- _Text section_
Warfarin: be alert to the risk of drug interactions with tramadol

Medicines Healthcare Products Regulatory Agency

June 20
10:11 2024

Advice for healthcare professionals:

  • warfarin is a coumarin-derived vitamin K antagonist which has a low therapeutic index, so continue to exercise caution when co-prescribing warfarin with other drugs, to minimise the risk of drug interactions
  • ask patients about all the medicines that they are currently taking
  • be aware of the risk of increased INR when warfarin and tramadol are used together, with a risk of major bruising and bleeding which could be life-threatening
  • consult the product information of any new concomitant therapy for specific guidance on use with warfarin and consider whether warfarin dose adjustment is required
  • consider whether additional monitoring of INR is required when starting tramadol or another concomitant medicine
  • ensure patients are aware of the need to seek medical treatment should they notice the signs of a major bleeding event
  • caution should also be taken if tramadol is co-prescribed with other coumarin-derived anticoagulants such as acenocoumarol
  • report suspected adverse drug reactions to the Yellow Card scheme

Advice for healthcare professionals to provide to patients:

  • warfarin can interact with some medicines, such as tramadol, leading to an increased risk of bleeding
  • you should seek medical treatment and have an urgent International Normalised Ratio test should you experience any of the following symptoms:
    • prolonged nose bleeds (more than 10 minutes)
    • blood in vomit, sputum (phlegm), stool (poo) or urine (pee)
    • severe or unexplained bruising
    • severe bleeding gums
    • unusual headaches (headaches with blurred vision, slurred speech, loss of movement, feeling or being sick, fits, loss of consciousness, dizziness)

- _Photo-based referring expression data_
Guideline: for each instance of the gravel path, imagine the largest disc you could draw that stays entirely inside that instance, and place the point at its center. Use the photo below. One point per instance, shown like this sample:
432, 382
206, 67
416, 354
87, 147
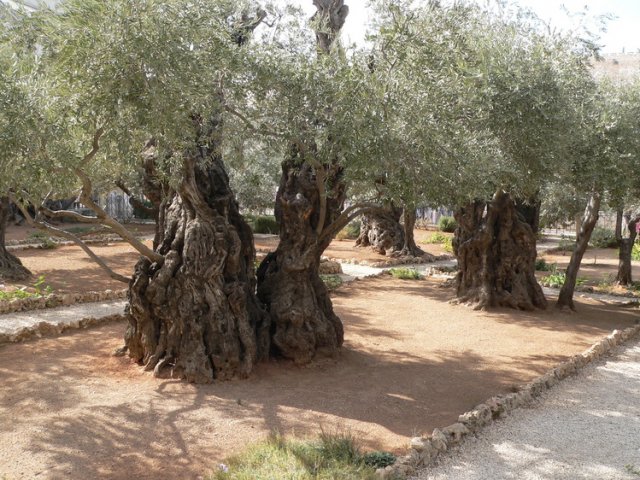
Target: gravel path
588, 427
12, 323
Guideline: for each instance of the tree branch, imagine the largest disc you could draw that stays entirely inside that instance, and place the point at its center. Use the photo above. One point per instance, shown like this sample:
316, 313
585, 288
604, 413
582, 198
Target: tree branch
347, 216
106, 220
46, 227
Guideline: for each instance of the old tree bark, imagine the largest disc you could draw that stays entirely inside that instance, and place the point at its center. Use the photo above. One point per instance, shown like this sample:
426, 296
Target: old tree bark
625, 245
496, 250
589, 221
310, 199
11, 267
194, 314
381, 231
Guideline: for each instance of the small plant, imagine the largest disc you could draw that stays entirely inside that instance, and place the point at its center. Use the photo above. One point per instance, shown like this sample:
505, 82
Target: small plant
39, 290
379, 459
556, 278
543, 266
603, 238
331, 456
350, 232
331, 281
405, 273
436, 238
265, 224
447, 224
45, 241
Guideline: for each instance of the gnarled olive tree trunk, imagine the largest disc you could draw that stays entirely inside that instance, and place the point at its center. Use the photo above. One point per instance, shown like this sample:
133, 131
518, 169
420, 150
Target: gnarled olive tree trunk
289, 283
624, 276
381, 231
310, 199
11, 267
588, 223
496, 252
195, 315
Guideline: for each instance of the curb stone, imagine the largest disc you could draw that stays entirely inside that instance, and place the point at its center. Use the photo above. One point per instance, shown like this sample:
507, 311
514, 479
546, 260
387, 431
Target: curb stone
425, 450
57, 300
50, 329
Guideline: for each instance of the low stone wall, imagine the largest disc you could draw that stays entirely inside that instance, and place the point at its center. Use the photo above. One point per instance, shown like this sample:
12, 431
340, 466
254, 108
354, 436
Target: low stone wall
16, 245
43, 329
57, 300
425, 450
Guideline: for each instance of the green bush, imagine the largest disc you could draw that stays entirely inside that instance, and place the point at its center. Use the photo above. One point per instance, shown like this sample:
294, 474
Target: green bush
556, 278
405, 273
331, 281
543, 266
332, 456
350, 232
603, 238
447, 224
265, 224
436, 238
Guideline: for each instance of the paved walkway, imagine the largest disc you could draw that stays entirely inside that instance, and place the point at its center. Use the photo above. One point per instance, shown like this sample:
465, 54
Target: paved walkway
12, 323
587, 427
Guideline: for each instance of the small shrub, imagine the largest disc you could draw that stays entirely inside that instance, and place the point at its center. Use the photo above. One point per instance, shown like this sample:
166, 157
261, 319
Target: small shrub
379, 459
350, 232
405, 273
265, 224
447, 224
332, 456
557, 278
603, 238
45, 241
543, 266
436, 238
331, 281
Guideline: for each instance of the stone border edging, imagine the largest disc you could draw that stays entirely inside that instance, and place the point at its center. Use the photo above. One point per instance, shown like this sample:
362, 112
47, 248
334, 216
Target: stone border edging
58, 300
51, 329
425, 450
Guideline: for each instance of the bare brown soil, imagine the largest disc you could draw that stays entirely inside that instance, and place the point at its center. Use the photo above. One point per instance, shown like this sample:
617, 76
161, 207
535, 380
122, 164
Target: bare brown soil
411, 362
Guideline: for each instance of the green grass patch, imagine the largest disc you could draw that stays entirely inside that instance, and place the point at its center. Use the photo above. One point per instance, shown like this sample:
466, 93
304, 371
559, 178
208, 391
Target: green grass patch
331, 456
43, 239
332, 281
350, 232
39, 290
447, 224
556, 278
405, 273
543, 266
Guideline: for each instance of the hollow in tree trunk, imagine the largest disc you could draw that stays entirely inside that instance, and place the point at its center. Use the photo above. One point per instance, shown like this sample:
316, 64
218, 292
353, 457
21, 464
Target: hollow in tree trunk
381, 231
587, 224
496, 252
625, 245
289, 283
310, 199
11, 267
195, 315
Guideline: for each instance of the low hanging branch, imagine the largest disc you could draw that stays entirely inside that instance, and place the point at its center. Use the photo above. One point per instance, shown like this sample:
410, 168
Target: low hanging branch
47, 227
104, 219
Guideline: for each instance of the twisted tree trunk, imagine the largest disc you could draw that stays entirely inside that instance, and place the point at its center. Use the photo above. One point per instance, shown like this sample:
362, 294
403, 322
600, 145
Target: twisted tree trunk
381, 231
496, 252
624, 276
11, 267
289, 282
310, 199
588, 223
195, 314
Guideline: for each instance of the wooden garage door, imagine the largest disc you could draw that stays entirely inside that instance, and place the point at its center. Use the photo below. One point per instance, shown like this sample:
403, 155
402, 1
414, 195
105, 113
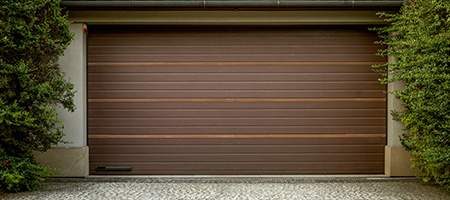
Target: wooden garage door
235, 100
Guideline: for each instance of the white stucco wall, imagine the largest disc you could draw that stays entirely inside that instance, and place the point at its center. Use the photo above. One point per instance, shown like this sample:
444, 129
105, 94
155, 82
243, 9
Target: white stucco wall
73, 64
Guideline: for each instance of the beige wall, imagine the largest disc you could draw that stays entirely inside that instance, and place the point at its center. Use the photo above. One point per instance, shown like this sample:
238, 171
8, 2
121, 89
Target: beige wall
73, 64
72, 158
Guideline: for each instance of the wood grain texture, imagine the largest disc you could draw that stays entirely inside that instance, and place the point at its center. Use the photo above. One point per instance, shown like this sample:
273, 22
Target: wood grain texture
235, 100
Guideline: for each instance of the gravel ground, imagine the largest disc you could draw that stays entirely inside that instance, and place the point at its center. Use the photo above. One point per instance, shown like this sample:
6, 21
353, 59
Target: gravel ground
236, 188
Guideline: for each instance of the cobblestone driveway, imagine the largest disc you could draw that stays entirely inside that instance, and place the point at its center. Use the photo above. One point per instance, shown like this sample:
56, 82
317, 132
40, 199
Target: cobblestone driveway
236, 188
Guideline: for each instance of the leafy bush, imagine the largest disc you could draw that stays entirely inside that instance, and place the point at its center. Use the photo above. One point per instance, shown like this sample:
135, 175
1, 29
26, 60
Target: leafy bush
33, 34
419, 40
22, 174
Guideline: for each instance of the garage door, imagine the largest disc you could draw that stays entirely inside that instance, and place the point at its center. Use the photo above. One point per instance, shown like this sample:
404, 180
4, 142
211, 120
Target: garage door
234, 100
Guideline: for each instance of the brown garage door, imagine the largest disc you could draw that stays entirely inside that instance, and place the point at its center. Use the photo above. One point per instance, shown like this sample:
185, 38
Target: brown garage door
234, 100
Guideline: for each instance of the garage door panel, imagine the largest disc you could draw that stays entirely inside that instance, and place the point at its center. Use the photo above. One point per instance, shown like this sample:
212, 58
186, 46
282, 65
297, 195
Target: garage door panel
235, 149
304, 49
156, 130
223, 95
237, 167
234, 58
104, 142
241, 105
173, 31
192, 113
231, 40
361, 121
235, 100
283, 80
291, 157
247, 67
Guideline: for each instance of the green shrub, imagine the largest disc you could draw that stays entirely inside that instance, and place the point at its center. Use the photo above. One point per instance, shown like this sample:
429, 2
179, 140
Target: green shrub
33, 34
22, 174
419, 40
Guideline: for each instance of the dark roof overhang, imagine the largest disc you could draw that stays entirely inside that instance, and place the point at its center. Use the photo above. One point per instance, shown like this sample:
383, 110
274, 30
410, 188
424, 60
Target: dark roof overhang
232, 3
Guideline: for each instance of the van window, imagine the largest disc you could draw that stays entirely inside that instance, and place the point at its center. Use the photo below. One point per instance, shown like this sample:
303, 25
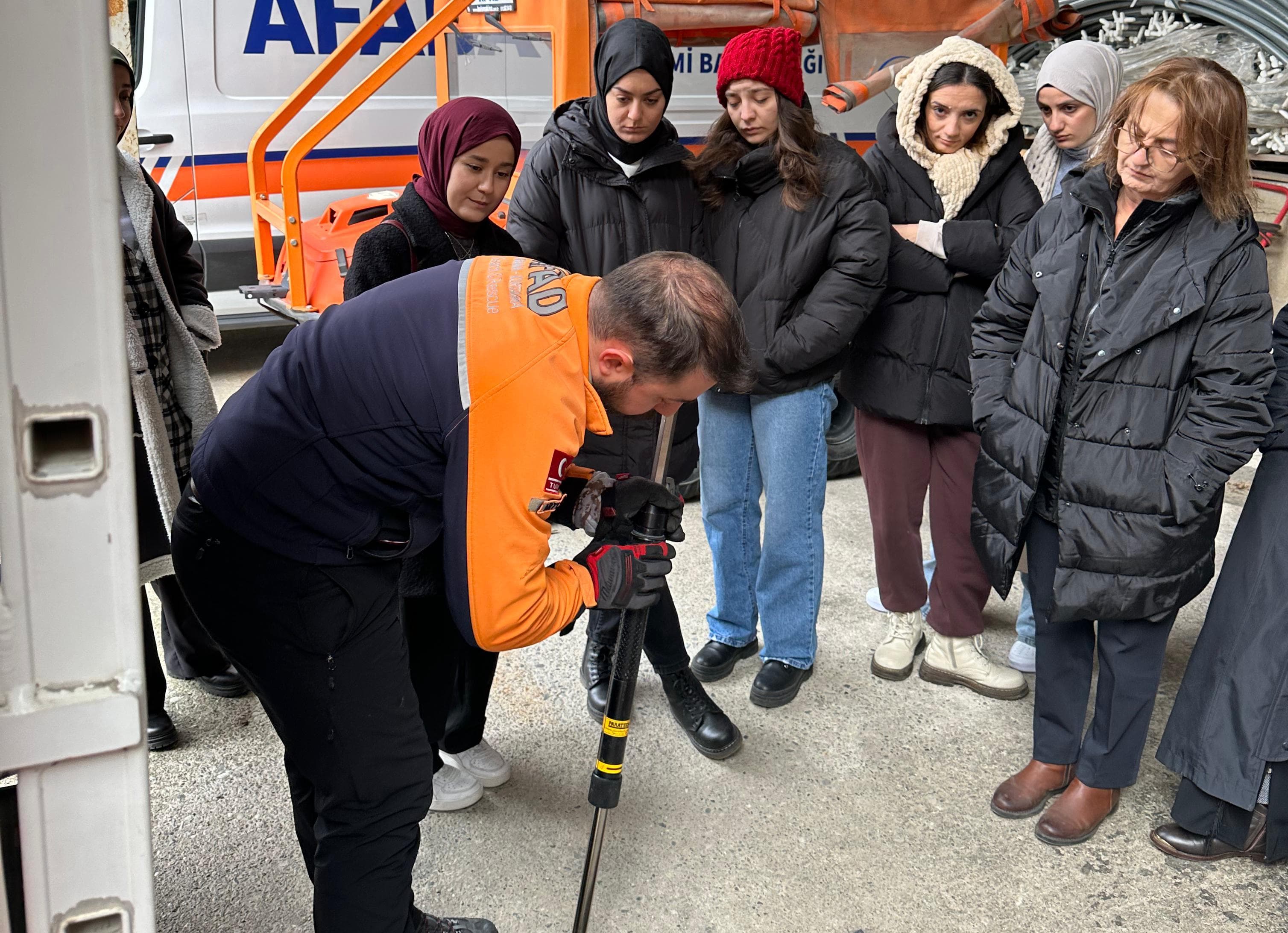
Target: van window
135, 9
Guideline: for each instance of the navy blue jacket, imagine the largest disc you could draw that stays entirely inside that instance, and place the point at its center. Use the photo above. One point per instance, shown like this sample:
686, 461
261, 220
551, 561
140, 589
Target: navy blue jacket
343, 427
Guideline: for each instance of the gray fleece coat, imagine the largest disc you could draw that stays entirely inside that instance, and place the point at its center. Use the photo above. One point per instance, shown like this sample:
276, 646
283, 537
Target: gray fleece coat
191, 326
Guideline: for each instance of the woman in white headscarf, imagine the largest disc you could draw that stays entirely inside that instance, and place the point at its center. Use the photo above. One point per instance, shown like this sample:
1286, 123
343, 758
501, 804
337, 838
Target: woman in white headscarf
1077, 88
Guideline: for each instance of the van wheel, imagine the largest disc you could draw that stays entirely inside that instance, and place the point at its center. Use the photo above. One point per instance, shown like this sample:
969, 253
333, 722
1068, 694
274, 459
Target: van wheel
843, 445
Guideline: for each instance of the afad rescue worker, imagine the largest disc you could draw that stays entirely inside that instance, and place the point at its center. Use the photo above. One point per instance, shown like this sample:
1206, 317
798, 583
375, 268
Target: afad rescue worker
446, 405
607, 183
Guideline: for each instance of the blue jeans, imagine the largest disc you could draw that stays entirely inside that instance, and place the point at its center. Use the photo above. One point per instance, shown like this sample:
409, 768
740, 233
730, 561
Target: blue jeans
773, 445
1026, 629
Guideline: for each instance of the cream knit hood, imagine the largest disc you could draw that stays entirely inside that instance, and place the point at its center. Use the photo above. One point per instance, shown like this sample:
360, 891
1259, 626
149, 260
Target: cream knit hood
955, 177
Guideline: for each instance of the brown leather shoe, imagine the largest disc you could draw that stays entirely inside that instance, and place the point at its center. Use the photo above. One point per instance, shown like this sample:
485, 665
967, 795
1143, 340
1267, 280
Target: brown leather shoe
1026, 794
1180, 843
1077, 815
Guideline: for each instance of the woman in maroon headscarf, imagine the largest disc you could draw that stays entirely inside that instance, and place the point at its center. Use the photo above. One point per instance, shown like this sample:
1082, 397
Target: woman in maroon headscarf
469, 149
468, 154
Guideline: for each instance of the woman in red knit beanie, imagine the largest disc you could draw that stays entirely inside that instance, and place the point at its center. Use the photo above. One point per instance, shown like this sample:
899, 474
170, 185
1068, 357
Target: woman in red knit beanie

- _Work order 1_
According to the warfarin safety advice, how long must a nose bleed last to count as prolonged?
- _Work order 2_
Rewrite the passage of the warfarin safety advice that opens with the words "Advice for healthcare professionals to" and closes with "or urine (pee)", switching "nose bleeds" to "nosebleeds".

- _Task answer 1_
More than 10 minutes.

- _Task answer 2_
Advice for healthcare professionals to provide to patients:

  • warfarin can interact with some medicines, such as tramadol, leading to an increased risk of bleeding
  • you should seek medical treatment and have an urgent International Normalised Ratio test should you experience any of the following symptoms:
    • prolonged nosebleeds (more than 10 minutes)
    • blood in vomit, sputum (phlegm), stool (poo) or urine (pee)